Count the lines in the data below that contain the string "jeans", and reply with only that number.

Position annotation data:
◇ ◇ ◇ ◇ ◇

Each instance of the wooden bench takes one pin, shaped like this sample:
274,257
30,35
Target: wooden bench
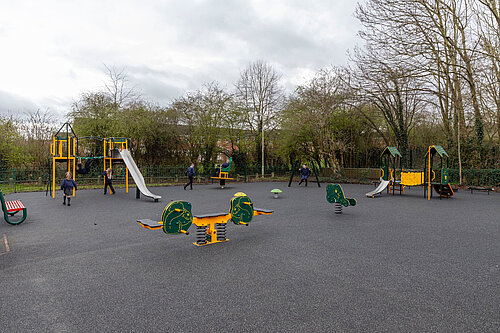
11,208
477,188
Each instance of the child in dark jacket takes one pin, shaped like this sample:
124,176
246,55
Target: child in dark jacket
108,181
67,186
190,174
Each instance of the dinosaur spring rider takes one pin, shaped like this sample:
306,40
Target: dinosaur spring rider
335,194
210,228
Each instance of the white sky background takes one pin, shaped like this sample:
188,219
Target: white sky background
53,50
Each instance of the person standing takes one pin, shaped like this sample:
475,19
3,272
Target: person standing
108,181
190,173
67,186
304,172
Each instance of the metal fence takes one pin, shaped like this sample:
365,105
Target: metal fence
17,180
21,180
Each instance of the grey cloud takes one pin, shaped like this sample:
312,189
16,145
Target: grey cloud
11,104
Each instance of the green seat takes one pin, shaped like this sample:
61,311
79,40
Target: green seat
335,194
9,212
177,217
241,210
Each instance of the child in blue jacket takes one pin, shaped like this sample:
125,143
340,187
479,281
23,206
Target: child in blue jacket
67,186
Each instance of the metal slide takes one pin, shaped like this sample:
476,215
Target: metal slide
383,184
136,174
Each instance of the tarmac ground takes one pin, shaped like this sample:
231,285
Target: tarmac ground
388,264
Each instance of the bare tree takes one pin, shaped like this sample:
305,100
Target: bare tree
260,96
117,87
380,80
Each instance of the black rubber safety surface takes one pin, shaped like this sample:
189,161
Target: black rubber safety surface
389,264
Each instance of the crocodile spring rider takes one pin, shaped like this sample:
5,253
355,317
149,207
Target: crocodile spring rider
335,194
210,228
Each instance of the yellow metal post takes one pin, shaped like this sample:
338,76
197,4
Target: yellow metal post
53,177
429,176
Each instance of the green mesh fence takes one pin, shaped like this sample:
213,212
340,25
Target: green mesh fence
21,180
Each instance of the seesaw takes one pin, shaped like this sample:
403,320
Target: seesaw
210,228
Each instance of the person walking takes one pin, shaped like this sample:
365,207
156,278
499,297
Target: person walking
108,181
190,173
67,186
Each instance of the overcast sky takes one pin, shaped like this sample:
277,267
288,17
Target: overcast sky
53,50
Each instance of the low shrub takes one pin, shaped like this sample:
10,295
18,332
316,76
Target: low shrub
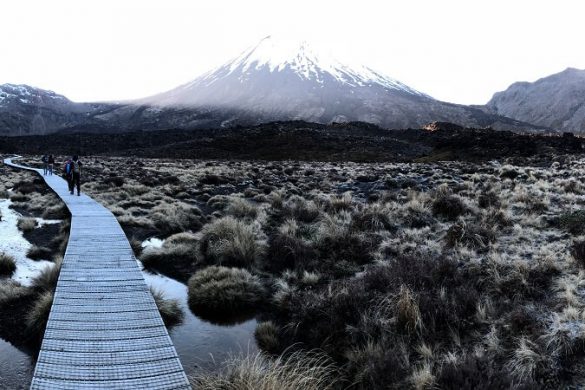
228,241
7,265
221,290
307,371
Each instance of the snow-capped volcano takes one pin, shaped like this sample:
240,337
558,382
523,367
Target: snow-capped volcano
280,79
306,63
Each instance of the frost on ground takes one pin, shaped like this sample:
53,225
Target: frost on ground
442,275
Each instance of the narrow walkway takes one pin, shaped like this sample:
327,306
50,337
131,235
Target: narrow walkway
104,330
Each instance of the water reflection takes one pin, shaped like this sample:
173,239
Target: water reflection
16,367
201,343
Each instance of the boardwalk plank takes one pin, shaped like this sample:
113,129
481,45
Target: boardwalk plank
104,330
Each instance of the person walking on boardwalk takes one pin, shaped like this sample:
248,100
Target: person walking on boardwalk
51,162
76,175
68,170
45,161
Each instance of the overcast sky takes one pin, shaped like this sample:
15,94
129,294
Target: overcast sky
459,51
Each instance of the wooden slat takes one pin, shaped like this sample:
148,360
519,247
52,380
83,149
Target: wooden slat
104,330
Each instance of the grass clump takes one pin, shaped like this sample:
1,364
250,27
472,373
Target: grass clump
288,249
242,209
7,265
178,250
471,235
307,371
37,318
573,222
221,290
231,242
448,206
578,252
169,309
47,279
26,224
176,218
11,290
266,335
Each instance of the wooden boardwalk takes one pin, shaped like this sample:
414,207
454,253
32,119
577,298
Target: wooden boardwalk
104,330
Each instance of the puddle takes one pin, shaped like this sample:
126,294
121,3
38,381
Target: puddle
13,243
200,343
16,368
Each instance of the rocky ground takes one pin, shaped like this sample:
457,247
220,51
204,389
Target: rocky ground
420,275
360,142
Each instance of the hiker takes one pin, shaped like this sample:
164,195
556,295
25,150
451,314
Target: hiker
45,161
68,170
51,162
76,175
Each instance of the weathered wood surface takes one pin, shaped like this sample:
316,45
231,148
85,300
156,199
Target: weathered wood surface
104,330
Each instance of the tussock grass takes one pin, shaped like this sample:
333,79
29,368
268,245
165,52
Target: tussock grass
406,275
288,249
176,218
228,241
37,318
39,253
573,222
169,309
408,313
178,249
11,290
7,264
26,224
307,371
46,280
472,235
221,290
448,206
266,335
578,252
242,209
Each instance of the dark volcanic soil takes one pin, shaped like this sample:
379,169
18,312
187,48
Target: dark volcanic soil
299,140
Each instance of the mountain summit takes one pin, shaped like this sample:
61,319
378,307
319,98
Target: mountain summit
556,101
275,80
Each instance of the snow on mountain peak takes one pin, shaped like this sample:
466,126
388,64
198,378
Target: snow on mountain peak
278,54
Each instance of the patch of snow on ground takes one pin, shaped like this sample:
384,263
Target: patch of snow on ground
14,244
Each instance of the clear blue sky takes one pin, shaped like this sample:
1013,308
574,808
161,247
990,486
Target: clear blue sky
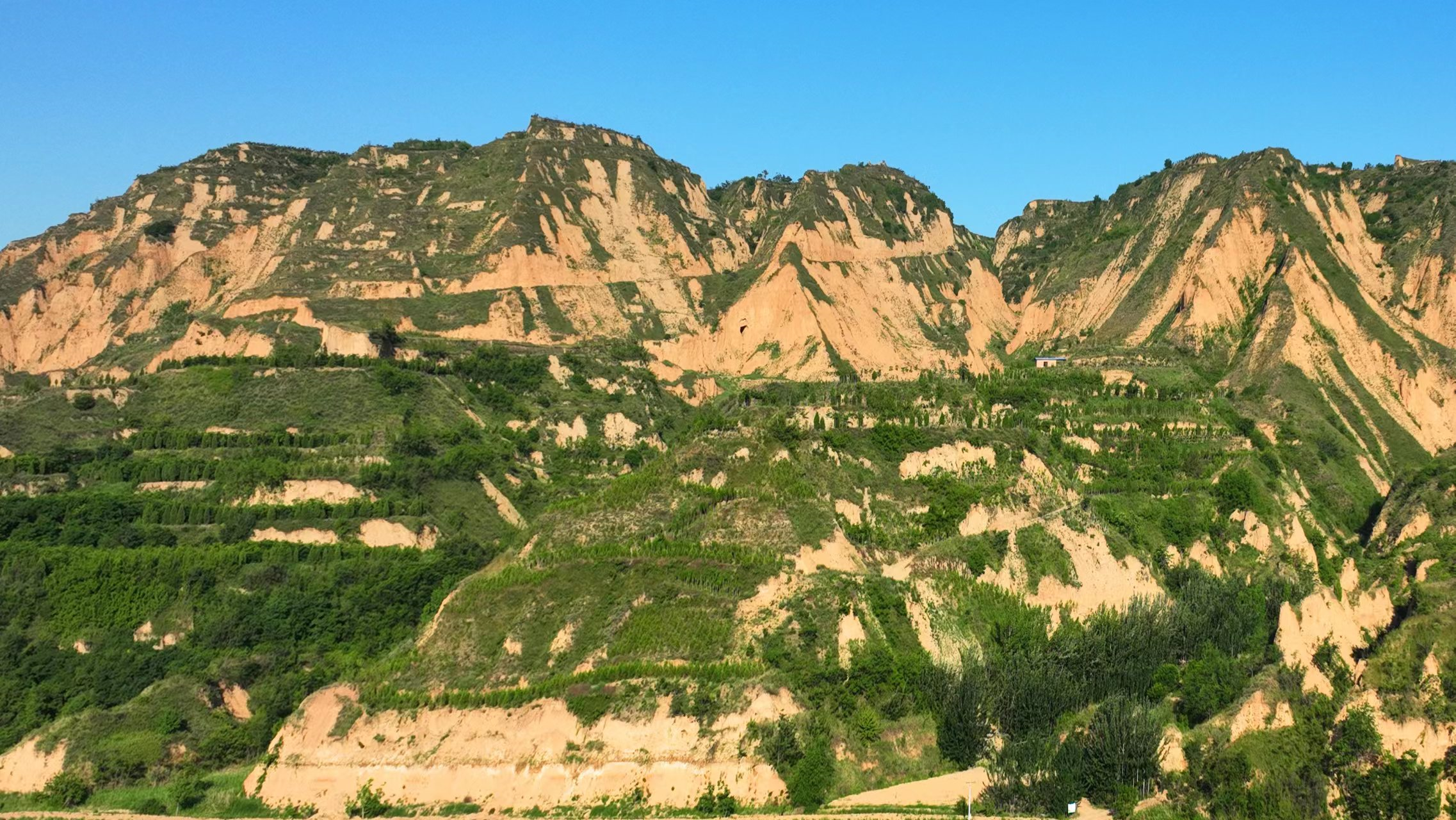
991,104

◇ ◇ ◇ ◇ ◇

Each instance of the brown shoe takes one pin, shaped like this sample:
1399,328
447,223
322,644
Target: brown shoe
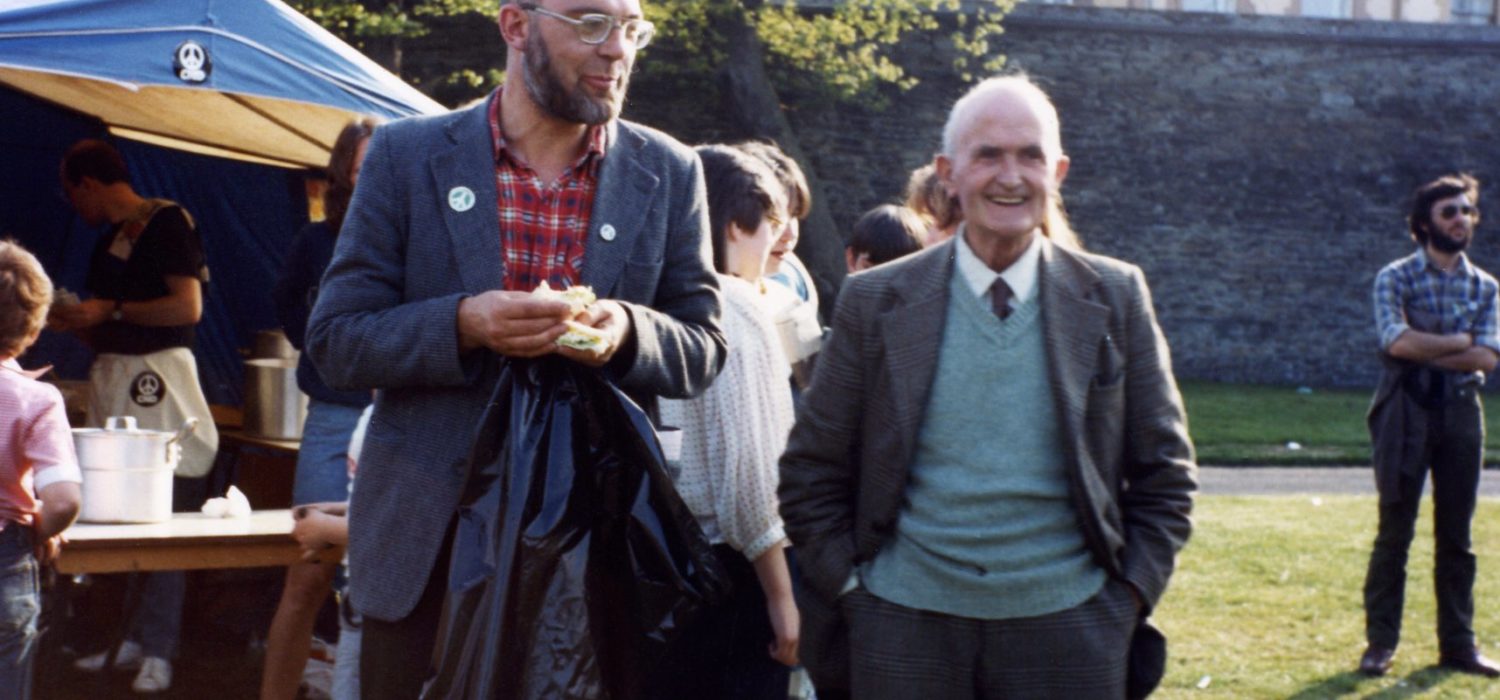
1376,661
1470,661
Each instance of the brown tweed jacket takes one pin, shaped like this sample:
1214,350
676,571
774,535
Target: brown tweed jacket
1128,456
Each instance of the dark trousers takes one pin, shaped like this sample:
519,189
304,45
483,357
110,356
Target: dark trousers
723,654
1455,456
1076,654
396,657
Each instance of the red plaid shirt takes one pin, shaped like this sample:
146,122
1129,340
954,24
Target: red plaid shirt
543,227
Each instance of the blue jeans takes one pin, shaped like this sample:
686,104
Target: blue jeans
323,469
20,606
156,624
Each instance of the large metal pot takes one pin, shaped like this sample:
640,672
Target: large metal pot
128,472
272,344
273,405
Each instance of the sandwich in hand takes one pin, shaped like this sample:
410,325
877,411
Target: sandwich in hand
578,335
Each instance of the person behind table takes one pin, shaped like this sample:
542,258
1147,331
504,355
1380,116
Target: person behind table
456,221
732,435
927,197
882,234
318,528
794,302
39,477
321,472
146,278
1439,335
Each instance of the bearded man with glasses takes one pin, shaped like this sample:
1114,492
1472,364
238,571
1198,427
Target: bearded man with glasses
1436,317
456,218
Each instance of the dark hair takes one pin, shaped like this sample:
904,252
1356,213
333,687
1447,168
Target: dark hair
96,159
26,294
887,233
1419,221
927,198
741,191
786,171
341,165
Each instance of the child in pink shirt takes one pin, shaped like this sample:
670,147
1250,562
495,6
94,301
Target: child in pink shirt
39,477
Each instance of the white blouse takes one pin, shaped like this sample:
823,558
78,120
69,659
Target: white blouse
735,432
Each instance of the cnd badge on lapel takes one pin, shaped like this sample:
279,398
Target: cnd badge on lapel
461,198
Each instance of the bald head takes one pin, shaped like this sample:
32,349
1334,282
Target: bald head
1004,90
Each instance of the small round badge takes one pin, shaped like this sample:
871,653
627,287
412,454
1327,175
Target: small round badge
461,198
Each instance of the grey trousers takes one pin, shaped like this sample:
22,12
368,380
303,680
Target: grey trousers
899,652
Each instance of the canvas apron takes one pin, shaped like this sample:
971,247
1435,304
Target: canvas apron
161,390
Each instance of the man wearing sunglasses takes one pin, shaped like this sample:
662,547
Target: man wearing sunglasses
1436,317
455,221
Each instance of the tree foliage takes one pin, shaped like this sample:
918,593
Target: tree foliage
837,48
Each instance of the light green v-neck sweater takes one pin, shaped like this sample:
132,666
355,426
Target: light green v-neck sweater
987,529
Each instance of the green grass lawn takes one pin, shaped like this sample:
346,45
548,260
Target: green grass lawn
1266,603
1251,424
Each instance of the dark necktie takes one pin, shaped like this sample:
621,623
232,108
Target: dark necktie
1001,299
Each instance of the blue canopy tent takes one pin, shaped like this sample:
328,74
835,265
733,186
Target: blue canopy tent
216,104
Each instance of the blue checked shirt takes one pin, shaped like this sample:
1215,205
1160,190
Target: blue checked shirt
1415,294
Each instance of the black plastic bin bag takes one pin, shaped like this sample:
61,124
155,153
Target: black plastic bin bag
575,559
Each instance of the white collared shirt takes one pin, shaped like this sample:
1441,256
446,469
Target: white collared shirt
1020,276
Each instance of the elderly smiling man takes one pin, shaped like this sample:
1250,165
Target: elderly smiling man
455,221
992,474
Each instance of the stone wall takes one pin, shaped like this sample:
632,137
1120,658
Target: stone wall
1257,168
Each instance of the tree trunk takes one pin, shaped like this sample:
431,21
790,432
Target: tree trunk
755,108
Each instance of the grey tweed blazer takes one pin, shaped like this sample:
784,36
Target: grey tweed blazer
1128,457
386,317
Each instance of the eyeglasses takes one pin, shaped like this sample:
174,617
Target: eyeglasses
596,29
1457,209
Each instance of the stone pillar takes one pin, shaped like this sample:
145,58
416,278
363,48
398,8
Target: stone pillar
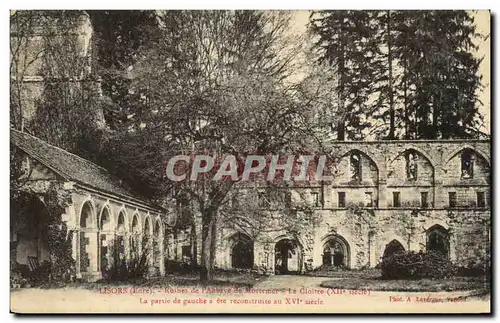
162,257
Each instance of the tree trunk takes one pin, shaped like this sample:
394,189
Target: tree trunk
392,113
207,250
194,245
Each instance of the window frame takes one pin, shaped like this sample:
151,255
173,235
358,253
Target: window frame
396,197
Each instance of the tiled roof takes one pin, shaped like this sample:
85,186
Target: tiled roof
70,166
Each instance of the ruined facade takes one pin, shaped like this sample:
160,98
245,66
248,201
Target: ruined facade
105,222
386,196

◇ ◇ ◇ ◇ ◇

**CORRECT ANSWER**
2